Exercise goal -
From the entries below, transcribe exactly the lines between the line holding "pavement in the picture above?" and the line holding "of tree in the picture above?", inclusive; skip all other lines.

Dataset entries -
..........
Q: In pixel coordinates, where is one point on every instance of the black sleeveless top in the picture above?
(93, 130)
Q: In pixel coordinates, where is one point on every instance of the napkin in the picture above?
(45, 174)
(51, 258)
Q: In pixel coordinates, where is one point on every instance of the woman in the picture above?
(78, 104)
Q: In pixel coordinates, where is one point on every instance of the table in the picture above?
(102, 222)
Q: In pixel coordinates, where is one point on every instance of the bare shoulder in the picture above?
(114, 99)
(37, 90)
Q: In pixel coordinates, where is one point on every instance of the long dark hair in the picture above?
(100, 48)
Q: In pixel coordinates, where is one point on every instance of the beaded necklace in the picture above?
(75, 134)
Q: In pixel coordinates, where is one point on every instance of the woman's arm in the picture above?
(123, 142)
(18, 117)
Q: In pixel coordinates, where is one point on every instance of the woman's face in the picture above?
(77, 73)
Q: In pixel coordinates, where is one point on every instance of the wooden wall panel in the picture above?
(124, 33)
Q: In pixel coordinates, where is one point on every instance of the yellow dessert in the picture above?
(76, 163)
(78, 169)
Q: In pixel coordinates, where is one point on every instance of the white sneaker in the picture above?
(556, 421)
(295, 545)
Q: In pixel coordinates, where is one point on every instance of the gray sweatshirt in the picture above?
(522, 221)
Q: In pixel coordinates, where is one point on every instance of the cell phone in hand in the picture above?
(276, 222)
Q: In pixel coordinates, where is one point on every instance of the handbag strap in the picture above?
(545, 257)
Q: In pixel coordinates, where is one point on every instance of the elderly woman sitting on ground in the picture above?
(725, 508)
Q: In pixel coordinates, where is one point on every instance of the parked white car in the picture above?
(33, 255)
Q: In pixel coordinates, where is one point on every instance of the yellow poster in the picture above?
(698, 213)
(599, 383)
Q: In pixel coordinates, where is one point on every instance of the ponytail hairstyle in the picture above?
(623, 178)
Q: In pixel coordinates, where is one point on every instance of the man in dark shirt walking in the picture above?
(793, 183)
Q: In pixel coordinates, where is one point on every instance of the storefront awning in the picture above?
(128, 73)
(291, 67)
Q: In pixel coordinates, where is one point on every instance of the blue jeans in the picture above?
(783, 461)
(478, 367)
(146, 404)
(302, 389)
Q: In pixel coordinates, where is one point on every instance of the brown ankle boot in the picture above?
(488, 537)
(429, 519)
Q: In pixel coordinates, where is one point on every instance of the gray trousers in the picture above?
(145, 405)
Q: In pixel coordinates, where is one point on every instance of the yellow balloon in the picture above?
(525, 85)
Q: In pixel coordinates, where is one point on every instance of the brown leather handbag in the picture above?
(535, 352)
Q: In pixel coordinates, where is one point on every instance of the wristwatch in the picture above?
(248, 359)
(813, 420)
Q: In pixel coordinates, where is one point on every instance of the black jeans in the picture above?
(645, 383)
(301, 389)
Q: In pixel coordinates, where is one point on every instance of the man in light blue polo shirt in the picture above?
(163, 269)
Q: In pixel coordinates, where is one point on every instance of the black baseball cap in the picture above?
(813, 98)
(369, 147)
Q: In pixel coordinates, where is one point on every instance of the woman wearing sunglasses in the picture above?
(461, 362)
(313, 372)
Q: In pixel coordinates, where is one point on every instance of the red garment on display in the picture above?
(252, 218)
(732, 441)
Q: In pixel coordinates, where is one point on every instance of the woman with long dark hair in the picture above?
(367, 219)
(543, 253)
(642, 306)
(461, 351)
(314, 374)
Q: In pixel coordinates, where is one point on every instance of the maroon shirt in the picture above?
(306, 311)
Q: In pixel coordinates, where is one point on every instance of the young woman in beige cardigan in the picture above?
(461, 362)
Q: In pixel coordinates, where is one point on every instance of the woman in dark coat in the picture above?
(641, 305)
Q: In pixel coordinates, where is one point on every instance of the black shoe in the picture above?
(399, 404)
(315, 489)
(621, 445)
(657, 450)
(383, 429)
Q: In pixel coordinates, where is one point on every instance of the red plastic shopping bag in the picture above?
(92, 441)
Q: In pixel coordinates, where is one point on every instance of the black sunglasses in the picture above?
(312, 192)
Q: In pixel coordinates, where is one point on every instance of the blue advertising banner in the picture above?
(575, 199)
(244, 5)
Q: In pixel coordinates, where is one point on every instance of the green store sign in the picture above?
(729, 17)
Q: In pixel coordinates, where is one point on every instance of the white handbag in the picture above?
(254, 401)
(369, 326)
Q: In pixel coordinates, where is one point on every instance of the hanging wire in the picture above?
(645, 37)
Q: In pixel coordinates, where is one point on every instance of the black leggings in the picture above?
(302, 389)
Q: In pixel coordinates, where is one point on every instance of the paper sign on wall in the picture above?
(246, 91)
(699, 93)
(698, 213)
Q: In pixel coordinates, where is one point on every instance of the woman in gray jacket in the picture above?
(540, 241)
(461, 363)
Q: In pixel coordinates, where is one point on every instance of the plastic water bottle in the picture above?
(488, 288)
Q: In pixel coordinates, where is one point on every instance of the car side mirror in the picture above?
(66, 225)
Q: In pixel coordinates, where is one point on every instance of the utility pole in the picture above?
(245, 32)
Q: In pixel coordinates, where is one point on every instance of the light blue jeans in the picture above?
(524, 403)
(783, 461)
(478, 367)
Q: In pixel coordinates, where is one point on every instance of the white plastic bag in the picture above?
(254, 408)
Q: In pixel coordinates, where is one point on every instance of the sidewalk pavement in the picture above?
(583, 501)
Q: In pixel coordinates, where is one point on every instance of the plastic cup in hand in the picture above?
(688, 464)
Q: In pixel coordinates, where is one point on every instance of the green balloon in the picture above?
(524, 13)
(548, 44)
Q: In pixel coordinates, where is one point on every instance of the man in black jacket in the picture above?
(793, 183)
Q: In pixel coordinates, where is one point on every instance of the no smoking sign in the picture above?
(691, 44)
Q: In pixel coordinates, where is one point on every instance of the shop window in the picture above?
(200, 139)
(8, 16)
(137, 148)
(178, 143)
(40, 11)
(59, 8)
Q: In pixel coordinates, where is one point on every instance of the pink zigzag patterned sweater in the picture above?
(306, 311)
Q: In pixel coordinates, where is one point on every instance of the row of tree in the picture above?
..........
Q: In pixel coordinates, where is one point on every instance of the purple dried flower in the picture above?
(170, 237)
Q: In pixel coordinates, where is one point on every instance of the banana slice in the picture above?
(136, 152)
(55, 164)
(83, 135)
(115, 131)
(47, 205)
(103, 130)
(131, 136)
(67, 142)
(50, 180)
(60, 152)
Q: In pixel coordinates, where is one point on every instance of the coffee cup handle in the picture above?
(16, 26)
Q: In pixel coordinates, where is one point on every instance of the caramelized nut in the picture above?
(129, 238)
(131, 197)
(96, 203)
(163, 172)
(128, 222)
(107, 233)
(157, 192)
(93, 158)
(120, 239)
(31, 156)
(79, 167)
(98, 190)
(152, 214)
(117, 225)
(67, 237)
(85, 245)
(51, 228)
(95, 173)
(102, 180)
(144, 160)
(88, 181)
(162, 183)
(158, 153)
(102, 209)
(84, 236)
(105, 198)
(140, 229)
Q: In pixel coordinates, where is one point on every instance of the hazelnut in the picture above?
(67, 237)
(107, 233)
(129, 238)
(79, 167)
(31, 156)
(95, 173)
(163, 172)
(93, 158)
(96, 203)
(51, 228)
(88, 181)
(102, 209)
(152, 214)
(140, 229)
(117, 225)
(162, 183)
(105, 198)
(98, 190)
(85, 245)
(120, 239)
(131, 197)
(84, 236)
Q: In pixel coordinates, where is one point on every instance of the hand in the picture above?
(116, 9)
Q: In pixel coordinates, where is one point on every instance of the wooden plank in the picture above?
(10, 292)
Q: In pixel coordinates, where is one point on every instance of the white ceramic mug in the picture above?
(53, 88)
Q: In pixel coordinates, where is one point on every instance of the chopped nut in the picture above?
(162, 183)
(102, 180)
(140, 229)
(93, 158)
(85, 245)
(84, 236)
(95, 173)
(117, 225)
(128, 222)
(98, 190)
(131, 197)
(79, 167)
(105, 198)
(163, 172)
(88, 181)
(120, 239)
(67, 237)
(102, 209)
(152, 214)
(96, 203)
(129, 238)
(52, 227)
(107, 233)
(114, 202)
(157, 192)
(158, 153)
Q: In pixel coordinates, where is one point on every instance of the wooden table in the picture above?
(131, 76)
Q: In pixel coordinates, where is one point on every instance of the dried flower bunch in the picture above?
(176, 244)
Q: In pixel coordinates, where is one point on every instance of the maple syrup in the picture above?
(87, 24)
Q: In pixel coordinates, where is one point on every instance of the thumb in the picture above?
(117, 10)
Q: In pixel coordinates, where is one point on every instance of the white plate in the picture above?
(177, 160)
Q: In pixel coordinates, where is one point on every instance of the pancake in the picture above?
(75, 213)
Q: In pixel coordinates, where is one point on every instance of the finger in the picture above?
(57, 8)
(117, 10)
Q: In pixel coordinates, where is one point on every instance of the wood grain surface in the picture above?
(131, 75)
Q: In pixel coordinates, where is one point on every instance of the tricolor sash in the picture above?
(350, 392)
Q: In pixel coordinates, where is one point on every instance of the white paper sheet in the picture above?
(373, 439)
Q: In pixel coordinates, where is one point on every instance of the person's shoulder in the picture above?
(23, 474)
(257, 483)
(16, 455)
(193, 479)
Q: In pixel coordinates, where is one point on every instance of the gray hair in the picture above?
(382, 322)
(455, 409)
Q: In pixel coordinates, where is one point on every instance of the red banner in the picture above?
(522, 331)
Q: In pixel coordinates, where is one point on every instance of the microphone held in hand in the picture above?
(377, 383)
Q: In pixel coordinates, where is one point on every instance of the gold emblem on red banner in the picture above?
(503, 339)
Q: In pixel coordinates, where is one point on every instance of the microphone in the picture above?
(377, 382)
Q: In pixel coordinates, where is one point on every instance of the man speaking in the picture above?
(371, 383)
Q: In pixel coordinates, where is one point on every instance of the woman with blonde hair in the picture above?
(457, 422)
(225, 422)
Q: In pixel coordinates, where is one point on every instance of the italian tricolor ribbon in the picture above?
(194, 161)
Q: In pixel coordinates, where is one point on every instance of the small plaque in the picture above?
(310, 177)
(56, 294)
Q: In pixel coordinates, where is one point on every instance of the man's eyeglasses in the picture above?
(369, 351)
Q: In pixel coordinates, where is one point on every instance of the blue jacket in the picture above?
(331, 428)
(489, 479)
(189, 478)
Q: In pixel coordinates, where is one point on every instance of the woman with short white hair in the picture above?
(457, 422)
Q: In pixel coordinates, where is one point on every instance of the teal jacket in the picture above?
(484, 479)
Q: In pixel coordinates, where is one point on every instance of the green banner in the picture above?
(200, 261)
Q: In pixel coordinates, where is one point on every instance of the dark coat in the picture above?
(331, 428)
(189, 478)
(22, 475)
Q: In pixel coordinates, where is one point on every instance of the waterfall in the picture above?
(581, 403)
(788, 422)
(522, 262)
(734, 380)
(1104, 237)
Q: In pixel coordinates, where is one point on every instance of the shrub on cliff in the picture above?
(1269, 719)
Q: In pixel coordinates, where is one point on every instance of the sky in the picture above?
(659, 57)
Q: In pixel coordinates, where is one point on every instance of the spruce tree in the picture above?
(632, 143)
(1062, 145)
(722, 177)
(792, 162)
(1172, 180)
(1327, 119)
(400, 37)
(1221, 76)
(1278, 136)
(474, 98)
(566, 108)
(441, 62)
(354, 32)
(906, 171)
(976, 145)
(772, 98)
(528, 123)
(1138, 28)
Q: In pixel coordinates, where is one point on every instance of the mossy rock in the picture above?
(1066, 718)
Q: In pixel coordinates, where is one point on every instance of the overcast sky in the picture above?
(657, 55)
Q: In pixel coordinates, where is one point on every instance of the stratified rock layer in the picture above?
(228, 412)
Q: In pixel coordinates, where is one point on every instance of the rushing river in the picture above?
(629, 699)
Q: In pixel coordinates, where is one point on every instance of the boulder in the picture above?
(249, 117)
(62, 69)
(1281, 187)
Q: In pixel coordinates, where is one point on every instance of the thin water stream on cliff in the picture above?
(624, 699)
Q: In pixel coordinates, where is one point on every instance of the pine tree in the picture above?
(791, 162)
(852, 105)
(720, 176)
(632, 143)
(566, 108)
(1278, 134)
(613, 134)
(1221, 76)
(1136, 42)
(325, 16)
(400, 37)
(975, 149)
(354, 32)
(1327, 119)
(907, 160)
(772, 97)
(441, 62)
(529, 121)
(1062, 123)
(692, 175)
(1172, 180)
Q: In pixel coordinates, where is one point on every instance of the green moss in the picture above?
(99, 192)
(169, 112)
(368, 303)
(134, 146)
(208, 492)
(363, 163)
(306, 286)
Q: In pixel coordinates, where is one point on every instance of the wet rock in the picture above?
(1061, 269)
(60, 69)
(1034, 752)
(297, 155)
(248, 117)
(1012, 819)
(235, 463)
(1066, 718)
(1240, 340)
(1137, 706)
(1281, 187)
..........
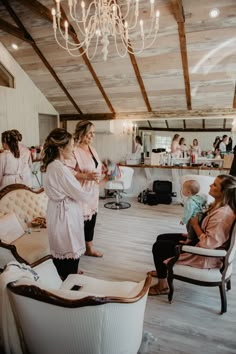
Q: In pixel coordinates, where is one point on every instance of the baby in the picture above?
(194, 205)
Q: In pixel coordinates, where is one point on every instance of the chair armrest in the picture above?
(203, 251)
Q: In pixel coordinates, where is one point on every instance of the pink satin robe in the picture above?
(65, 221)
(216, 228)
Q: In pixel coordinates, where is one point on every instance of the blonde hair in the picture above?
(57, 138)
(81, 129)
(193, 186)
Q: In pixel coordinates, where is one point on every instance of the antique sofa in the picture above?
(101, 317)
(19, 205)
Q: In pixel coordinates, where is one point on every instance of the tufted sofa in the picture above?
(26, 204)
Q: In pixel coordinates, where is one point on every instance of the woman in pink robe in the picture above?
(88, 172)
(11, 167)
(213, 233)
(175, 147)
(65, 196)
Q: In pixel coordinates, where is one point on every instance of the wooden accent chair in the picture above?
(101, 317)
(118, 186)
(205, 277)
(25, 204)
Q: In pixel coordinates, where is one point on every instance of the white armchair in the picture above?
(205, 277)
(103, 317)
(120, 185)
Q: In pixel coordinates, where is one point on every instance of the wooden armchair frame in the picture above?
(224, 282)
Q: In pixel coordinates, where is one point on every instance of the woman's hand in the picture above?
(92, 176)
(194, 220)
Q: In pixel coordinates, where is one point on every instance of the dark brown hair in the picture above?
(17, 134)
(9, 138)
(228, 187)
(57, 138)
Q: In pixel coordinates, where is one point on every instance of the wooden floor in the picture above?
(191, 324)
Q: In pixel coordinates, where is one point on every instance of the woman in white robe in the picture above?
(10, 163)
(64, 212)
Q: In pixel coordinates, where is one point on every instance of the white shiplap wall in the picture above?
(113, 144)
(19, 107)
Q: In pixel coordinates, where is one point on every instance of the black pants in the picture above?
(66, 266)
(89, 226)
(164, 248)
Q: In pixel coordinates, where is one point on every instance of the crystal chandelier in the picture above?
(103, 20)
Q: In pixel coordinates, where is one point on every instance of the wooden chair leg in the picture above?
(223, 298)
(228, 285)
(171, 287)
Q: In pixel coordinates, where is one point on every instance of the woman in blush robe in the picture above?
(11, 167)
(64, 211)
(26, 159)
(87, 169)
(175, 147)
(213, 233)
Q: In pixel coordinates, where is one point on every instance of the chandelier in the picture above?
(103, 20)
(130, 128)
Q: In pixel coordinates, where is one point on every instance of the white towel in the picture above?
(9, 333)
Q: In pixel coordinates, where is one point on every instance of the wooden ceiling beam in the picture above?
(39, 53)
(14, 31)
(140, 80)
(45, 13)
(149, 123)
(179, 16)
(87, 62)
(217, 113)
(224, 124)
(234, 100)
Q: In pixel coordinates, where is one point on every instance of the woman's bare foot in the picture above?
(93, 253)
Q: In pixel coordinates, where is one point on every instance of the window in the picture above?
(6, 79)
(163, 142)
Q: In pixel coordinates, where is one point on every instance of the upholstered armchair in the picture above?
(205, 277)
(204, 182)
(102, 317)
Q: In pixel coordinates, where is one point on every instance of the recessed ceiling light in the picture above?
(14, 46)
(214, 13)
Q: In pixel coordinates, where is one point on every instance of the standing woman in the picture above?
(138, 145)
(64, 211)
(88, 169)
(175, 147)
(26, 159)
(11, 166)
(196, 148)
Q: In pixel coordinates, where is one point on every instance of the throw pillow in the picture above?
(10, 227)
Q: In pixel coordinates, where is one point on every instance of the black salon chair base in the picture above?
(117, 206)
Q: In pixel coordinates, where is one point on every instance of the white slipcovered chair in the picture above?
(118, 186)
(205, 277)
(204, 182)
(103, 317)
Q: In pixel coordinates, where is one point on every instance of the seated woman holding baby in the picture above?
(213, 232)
..........
Response -
Q: In pixel coordinates, where is one point on every instance of the sidewalk pavement in the picture above?
(583, 501)
Q: In pixel coordinates, where is one point on every instance of the plastic cup in hand in the picture above?
(688, 464)
Q: In pixel coordinates, where is one point on every instance of the green balloon in the picture above?
(524, 13)
(548, 44)
Q: In pixel coordinates, where is one point on every instance of the man in black jacket in the picture above?
(793, 183)
Q: In pixel coordinates, where is one point on every instance of the no smoking sign in the picture above?
(691, 44)
Q: In pixel coordinates, where is one point on every instance of the shop window in the picture above?
(200, 139)
(8, 16)
(137, 148)
(178, 143)
(40, 11)
(59, 8)
Q: In pixel coordinates, where is one point on every instance of the pink zigzag patterned sweater in the picture above?
(306, 311)
Q: In pixel coordinates, where is one point on every instance of the row of tree in the picture above?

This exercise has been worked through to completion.